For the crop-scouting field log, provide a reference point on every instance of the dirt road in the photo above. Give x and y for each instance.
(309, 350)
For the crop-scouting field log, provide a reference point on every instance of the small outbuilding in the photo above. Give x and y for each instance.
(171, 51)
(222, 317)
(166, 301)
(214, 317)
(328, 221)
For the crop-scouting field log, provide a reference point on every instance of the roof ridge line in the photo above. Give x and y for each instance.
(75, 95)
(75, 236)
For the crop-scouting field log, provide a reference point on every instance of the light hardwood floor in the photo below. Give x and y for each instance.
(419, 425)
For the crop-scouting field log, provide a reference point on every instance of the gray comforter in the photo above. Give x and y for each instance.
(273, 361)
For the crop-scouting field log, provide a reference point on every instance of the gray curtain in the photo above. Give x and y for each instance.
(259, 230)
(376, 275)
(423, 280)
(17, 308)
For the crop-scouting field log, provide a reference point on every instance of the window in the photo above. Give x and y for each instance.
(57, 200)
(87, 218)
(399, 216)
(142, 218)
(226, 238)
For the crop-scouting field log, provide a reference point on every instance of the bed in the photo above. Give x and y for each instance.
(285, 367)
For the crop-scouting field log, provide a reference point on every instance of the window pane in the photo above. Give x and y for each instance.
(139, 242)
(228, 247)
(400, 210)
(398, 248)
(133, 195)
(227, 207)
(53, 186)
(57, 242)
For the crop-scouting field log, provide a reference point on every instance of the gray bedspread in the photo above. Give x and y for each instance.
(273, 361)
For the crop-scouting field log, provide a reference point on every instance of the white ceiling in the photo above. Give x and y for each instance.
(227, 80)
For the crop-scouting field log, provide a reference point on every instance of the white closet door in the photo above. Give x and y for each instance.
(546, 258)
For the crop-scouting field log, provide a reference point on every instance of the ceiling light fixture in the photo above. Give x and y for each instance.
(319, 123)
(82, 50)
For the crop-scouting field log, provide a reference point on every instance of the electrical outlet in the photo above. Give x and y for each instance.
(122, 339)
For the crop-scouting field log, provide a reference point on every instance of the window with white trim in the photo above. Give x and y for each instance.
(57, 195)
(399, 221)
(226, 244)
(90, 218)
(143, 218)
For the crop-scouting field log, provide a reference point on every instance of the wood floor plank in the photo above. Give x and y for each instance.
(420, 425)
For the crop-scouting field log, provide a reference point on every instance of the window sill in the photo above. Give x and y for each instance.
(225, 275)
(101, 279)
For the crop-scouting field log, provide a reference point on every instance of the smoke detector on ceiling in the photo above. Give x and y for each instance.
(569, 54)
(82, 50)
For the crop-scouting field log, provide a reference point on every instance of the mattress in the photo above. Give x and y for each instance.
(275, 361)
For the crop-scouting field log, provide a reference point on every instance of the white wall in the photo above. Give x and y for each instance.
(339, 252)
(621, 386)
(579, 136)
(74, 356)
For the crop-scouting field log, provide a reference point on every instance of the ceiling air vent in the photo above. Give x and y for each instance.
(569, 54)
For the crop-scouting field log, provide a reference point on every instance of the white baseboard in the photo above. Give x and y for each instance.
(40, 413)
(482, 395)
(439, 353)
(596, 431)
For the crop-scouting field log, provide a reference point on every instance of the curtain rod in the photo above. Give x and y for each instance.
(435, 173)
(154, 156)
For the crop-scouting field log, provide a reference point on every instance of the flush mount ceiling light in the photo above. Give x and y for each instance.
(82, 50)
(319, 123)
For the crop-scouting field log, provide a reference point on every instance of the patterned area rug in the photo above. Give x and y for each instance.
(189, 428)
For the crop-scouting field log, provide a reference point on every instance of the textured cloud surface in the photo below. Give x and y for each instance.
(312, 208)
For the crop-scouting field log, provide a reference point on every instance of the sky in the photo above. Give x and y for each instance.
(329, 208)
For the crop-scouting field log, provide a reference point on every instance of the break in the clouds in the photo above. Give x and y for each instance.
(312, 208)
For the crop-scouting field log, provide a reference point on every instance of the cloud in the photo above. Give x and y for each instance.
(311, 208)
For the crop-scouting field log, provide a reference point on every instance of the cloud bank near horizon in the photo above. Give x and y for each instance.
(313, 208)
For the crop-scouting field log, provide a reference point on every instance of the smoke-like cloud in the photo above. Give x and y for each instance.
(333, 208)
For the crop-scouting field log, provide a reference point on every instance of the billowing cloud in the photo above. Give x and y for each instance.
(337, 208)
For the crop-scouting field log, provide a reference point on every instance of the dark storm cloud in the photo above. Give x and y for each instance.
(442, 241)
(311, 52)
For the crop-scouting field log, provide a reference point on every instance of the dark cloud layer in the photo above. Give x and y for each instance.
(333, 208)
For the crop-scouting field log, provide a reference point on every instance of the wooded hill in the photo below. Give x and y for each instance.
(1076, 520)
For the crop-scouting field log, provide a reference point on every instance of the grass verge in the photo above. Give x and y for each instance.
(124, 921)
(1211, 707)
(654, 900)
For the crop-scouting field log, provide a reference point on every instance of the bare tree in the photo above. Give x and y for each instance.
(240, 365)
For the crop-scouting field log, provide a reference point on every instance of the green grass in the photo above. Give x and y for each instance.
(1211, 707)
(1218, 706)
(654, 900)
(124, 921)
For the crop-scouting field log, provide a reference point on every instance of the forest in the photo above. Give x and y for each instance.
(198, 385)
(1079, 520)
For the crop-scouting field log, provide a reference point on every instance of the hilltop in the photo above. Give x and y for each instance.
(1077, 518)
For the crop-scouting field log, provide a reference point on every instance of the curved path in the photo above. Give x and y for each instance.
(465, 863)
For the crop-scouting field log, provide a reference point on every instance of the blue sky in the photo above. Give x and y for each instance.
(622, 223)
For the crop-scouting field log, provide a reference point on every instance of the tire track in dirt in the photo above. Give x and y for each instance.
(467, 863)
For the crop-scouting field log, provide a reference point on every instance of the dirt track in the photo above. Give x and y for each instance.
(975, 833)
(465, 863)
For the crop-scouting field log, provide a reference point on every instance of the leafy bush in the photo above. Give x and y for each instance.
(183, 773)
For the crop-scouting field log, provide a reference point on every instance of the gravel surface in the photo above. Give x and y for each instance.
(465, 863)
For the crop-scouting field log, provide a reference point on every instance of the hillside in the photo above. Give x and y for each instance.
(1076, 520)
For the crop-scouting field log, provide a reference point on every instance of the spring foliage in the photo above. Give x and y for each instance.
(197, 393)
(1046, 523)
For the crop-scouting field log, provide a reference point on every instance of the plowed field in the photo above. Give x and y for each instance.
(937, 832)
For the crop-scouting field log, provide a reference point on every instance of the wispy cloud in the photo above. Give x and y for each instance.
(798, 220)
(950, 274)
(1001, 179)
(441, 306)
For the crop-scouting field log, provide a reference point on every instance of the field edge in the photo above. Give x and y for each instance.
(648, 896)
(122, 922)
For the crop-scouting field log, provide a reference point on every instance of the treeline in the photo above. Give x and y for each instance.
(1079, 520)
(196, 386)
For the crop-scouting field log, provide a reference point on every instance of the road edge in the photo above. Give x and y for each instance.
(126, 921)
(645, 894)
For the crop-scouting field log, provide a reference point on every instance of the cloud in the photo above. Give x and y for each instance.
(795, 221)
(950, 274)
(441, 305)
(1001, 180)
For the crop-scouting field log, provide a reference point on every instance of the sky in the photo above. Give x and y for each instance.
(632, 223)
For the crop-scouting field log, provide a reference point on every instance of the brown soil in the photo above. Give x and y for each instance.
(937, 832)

### [Description of the task]
Reproduce the whole listing word for word.

### [Solved problem]
For the crop-scouting field log, provide a reference point on every instance of the dirt road in the photo above. Give x and y for each instance.
(309, 350)
For the crop-scouting field log, provide a reference point on every instance of the small outbuilding in the photo above. Give x and y for each instance.
(171, 51)
(222, 317)
(166, 301)
(214, 317)
(328, 221)
For the crop-scouting field log, provide a reference point on every instance of the roof ridge line in the photo above. Give x and y for each instance.
(75, 95)
(75, 236)
For the crop-scouting field log, provide a reference point on every instance of the light hardwood floor in the photo below. Give x and y for each instance.
(419, 425)
For the crop-scouting field log, provide a reference point on every instance of the gray comforter in the photo above. Give x and y for each instance.
(273, 361)
For the crop-scouting field log, provide a reference point on every instance of the gray curtain in the photo above. Give x and y for each instance.
(259, 230)
(376, 275)
(423, 280)
(17, 308)
For the crop-scouting field log, provide a reference point on every instance of the window in the photo above. Give x and y for each instance.
(57, 200)
(87, 218)
(399, 216)
(142, 218)
(226, 238)
For the crop-scouting field log, provide a reference point on every instance of the bed in the photo above. Give x and y for each instance.
(285, 367)
For the crop-scouting field log, provide a reference point on every instance of the window pane in the photo above. Give x and y for each instance.
(139, 242)
(228, 247)
(400, 210)
(398, 248)
(133, 195)
(227, 207)
(53, 186)
(57, 242)
For the crop-scouting field log, provide a reference point on every instance of the gray bedspread in the photo above. Give x and y for each instance.
(273, 361)
For the crop-scouting field log, provide a reference point on every instance of the white ceiling in the photo above. Give x and y for each instance.
(227, 80)
For the crop-scouting field log, provide a reference point on every instance of the white closet door in the photo above. Give x and y for each instance.
(546, 258)
For the crop-scouting field log, provide a reference point on every instance of the ceiling light fixture in the photo above. Give x and y for each instance.
(319, 123)
(82, 50)
For the crop-scouting field log, provide a reference point on every instance of the electrical outlet in the photo above. Give x and y for each instance.
(122, 339)
For the crop-scouting field log, provide a reference point on every instance of the window with white trim in the photo above. Give x and y for each instance.
(57, 195)
(399, 221)
(226, 244)
(90, 218)
(143, 218)
For the crop-scouting field log, provide a reference point on every instance of the wood floor plank in the photo above. Give x and y for each instance.
(420, 425)
For the crop-scouting field log, provide a reference point on every instance of the window sill in the photo above. Give x and y for each instance.
(225, 275)
(101, 279)
For the crop-scouting field log, provide a reference point on every instance of the smoke detector on ceiling in the photo above. Give x and y for each instance.
(569, 54)
(82, 50)
For the crop-scouting field log, provide a reference point on every instance of the mattress in the photo above. Give x and y for each instance.
(275, 361)
For the crop-scouting field log, provide a reference point on every instance of the white wall in the photo above. Give x and y for each instance.
(339, 252)
(621, 386)
(579, 136)
(74, 356)
For the crop-scouting field log, provide a reference point on every instance of the ceiling air vent in the photo above. Give x and y for each instance.
(569, 54)
For the crop-scouting field log, provide a reference point on every instance of the white baseboard in the photo above. Give x and y for each instance.
(40, 413)
(482, 395)
(439, 353)
(596, 431)
For the crop-scouting field log, provide a reference point on every instance of the curtain rod in the photo above. Give x and y for each instance.
(435, 173)
(154, 156)
For the crop-scouting field log, provide a reference point on every instance of the flush mount ceiling light in the photo above. Give x and y for each instance.
(82, 50)
(319, 123)
For the crop-scouting field log, provide a reference point on every instance of the patterned area rug in the photo above. Give x and y for each instance.
(189, 428)
For the crop-scouting field log, provide a reference point on every instance of the textured cloud surface in the photo below. Give x and y for each instance.
(312, 208)
For the crop-scouting field log, provide a reference point on every instance of the sky in the photo above. Give x and y for each instance.
(329, 208)
For the crop-scouting field log, provide a reference point on every instance of the break in the clouds in the photo above. Give x and y for each instance.
(312, 208)
For the crop-scouting field log, provide a reference point on every instance of the cloud in the photo above. Give x and y for each instance.
(311, 208)
For the crop-scouting field log, provide a reference point on every instance of the cloud bank near horizon in the photo above. Give x and y for each instance.
(313, 208)
For the crop-scouting field log, provide a reference point on every instance of the smoke-like cloud in the photo above. Give x and y for each instance.
(333, 208)
For the crop-scouting field log, provide a reference point on every instance of the billowing cloud in the photo above. Give x and y for each instance.
(337, 208)
For the crop-scouting field log, provide a reference point on every instance of the dark storm cloud in the photo above. Give x and y for each instance.
(442, 241)
(311, 52)
For the crop-scouting field log, provide a reference point on every instance of the dark cloud layer in the photo above. Give x and y for each instance.
(333, 208)
For the crop-scouting field log, provide a reference point on every instance of the wooded hill in the photo below. Give x and y for each instance.
(1076, 520)
For the crop-scouting field log, provide a reference point on every instance of the grass verge in the photo above. Give x and y for each instance.
(124, 921)
(1211, 707)
(654, 900)
For the crop-scouting field log, provide a reference point on every instance of the bare tree in the photo above. Give x and y for each instance.
(240, 365)
For the crop-scouting field log, provide a reference point on every instance of the green grass in the photo above. Give x and y for each instance.
(1211, 707)
(1218, 706)
(654, 900)
(124, 921)
For the crop-scouting field log, provide a reference point on every instance of the forest in the photo above. Give x and y for each instance.
(198, 385)
(1079, 520)
For the crop-scouting field log, provide a reference point on every instance of the hilltop in the photo above. Give x and y for each instance.
(1077, 518)
For the crop-scouting field log, provide a reference point on every instance of the curved path in the photo above. Give x and y for each instance.
(465, 863)
For the crop-scouting field log, provide a reference point on every instance of the blue sky in the photo above. Give x and y for each instance.
(622, 223)
For the crop-scouting field log, provide a reference point on every instance of the tire track in dirt in the photo above. Give x and y for each instance.
(467, 863)
For the crop-scouting field log, provide a reference point on every instance of the dirt track in the photo above. Give x and y for each instance.
(975, 833)
(465, 863)
For the crop-scouting field log, provide a reference point on every instance of the leafy bush in the photo above. Give x and y for each instance.
(183, 773)
For the crop-scouting field log, provide a reference point on every instance of the gravel surface in the photo above. Give x and y for each instance.
(465, 863)
For the crop-scouting field log, provide a reference point on every instance of the hillside in the photo above. Give x and y for each instance.
(1076, 520)
For the crop-scouting field log, provide a reference point on every instance of the spring foliage in the photo above. Give x and y for each instance.
(197, 393)
(1046, 523)
For the crop-scouting field log, provide a reference point on every instance of the plowed field in the photo above. Give x and y for each instance.
(937, 832)
For the crop-scouting field log, provide a reference point on every instance of the wispy cloud in the photo above. Give x and y for each instance.
(798, 220)
(950, 274)
(1001, 179)
(441, 306)
For the crop-scouting field log, provide a reference point on every instance of the field edge in the photo above. Give x and y for each instance.
(648, 896)
(122, 922)
For the crop-scouting field log, provide a reference point on every instance of the treeline in the photo above. Give x and y for each instance.
(1079, 520)
(196, 386)
For the crop-scouting field log, provide a reference point on every instance of the road edge in the photo above. Give x and y for each instance.
(126, 921)
(645, 894)
For the crop-scouting field log, provide a reference point on every instance of the cloud in the photo above. Give x and y for each instance.
(795, 221)
(950, 274)
(441, 305)
(1001, 180)
For the crop-scouting field log, provide a reference point on every instance of the sky in the photo above. Give x and y for each instance.
(632, 223)
For the crop-scouting field log, provide a reference point on every instance of the brown soil in the photo above. Give x and y for each instance.
(937, 832)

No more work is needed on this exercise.